# Records to process
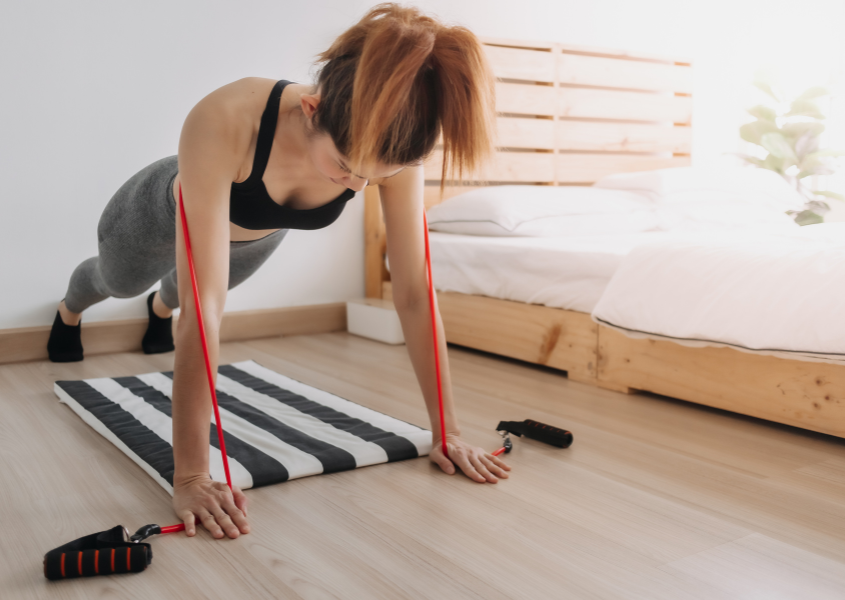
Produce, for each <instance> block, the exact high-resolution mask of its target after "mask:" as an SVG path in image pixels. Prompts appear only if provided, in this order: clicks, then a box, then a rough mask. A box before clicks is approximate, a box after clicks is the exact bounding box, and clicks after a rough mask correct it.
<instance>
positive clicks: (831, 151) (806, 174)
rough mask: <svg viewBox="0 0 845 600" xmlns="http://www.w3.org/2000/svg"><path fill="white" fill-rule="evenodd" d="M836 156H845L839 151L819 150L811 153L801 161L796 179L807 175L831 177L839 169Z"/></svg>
mask: <svg viewBox="0 0 845 600" xmlns="http://www.w3.org/2000/svg"><path fill="white" fill-rule="evenodd" d="M838 156H845V152H843V151H841V150H819V151H818V152H812V153H810V154H808V155H807V156H805V157H804V158H803V159H802V160H801V164H800V165H799V167H800V169H801V172H800V173H799V174H798V177H800V178H804V177H807V176H809V175H833V174H834V173H836V170H837V169H838V168H839V165H838V164H837V161H836V160H835V159H836V157H838Z"/></svg>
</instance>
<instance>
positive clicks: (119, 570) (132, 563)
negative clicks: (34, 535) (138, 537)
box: [44, 544, 152, 581]
mask: <svg viewBox="0 0 845 600" xmlns="http://www.w3.org/2000/svg"><path fill="white" fill-rule="evenodd" d="M151 561H152V552H151V551H150V545H149V544H132V545H131V546H123V547H119V548H102V549H97V550H82V551H79V550H77V551H71V552H62V553H58V554H51V553H48V554H47V556H45V557H44V577H46V578H47V579H51V580H53V581H55V580H57V579H74V578H76V577H94V576H95V575H114V574H117V573H140V572H141V571H144V570H145V569H146V568H147V565H149V564H150V562H151Z"/></svg>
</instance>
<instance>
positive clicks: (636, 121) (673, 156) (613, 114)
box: [364, 38, 692, 298]
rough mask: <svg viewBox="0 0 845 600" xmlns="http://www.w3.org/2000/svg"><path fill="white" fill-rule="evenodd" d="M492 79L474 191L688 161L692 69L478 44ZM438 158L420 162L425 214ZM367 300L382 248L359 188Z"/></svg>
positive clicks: (368, 198)
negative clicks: (489, 160) (485, 60)
mask: <svg viewBox="0 0 845 600" xmlns="http://www.w3.org/2000/svg"><path fill="white" fill-rule="evenodd" d="M482 42H483V44H484V48H485V50H486V51H487V56H488V59H489V61H490V65H491V66H492V68H493V74H494V75H495V76H496V111H497V115H498V117H497V129H498V136H497V149H496V154H495V156H494V158H493V160H491V161H490V164H489V165H488V166H487V168H486V169H484V170H483V171H482V172H480V173H478V174H477V175H476V180H475V181H470V182H469V183H470V184H471V185H472V184H476V185H507V184H520V185H590V184H592V183H594V182H595V181H597V180H598V179H600V178H601V177H603V176H605V175H608V174H611V173H622V172H632V171H648V170H651V169H661V168H665V167H682V166H688V165H689V164H690V151H691V146H692V63H691V61H689V60H685V59H681V58H673V57H666V56H654V55H647V54H634V53H629V52H623V51H618V50H608V49H601V48H589V47H583V46H569V45H564V44H545V43H539V42H525V41H518V40H506V39H498V38H482ZM441 165H442V153H441V151H440V149H437V150H435V152H434V153H433V154H432V156H431V158H430V159H429V160H428V161H427V162H426V165H425V174H426V187H425V204H426V207H430V206H433V205H435V204H437V203H438V202H440V201H441V200H445V199H447V198H449V197H451V196H453V195H455V194H457V193H460V192H461V191H466V189H467V188H466V187H459V186H449V185H448V184H447V186H446V188H445V191H444V194H443V197H442V198H441V195H440V172H441ZM364 202H365V208H364V211H365V215H364V228H365V245H366V250H365V256H366V258H365V265H366V292H367V297H370V298H381V297H382V289H383V282H385V281H389V280H390V276H389V274H388V272H387V270H386V269H385V267H384V253H385V245H386V237H385V229H384V222H383V219H382V214H381V204H380V200H379V194H378V187H377V186H372V187H368V188H365V192H364Z"/></svg>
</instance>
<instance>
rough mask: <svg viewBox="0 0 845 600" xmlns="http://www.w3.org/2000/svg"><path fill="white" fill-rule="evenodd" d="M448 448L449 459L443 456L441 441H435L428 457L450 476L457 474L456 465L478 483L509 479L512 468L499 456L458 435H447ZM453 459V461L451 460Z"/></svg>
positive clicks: (463, 471)
mask: <svg viewBox="0 0 845 600" xmlns="http://www.w3.org/2000/svg"><path fill="white" fill-rule="evenodd" d="M446 447H447V449H448V451H449V458H446V456H444V455H443V447H442V445H441V443H440V440H439V439H437V438H435V439H434V447H433V448H432V449H431V452H430V453H429V455H428V458H429V460H431V462H433V463H434V464H436V465H438V466H439V467H440V468H441V469H443V471H444V472H445V473H447V474H449V475H454V474H455V465H457V466H458V468H460V469H461V471H463V472H464V474H465V475H466V476H467V477H469V478H470V479H472V480H473V481H477V482H478V483H485V482H490V483H496V482H497V481H499V479H498V478H502V479H507V478H508V473H507V472H508V471H510V470H511V468H510V467H509V466H508V465H507V464H506V463H505V461H503V460H502V459H500V458H499V457H498V456H493V455H492V454H490V453H489V452H487V451H485V450H484V448H479V447H478V446H472V445H470V444H467V443H466V442H465V441H463V440H462V439H461V438H459V437H458V436H456V435H448V434H447V435H446ZM450 459H451V460H450Z"/></svg>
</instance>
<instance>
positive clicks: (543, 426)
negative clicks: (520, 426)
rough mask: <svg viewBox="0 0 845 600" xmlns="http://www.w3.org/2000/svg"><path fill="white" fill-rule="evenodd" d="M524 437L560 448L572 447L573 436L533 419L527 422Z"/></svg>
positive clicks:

# Required action
Change "target" to "object" in the material from its start through the line that contains "positive clicks: (831, 151) (806, 174)", keeping everything else the same. Leave the pictures out of the result.

# Response for this exercise
Produce, for each <instance> block, the exact high-resolution mask of its object after "mask:" as an SVG path in image pixels. Prompts appear only if provided, in this order: clicks, then a box, then a rough mask. A box before clicks is approximate, a box after clicks is the exact bounding box, and clicks after a rough mask correct it.
<instance>
positive clicks: (831, 151) (806, 174)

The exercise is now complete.